→ Task details: Count the lines in the data below that contain the word "instance". Give only the number.

→ Record list:
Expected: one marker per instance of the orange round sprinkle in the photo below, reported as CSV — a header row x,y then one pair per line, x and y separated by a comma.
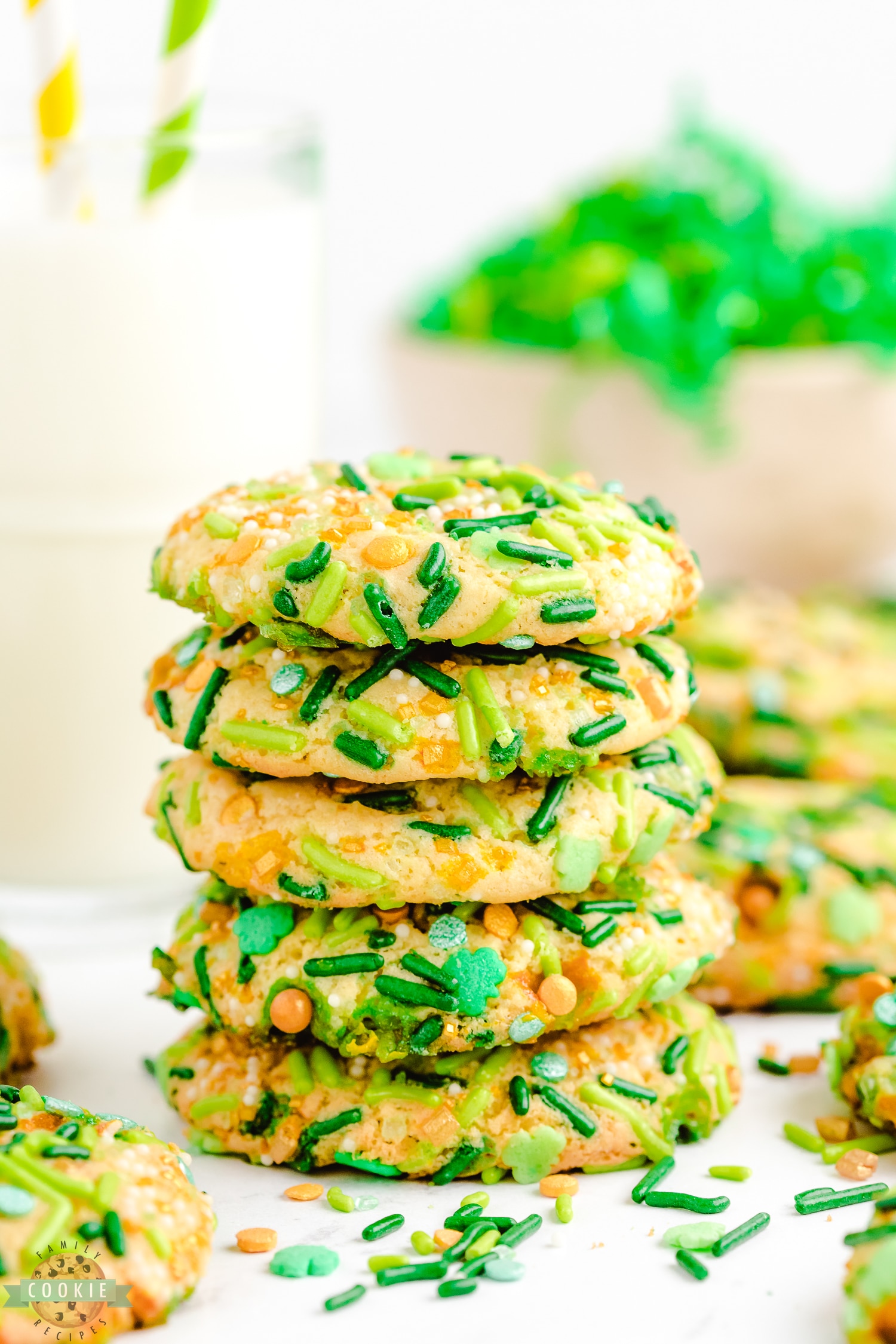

--

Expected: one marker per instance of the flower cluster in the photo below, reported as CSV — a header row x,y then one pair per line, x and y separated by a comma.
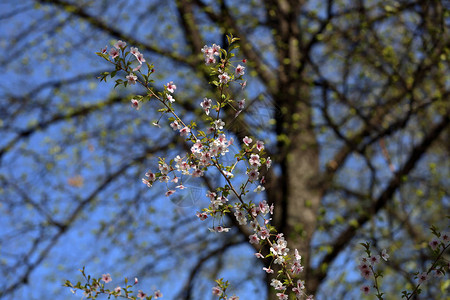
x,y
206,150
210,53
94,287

→ Written answer: 2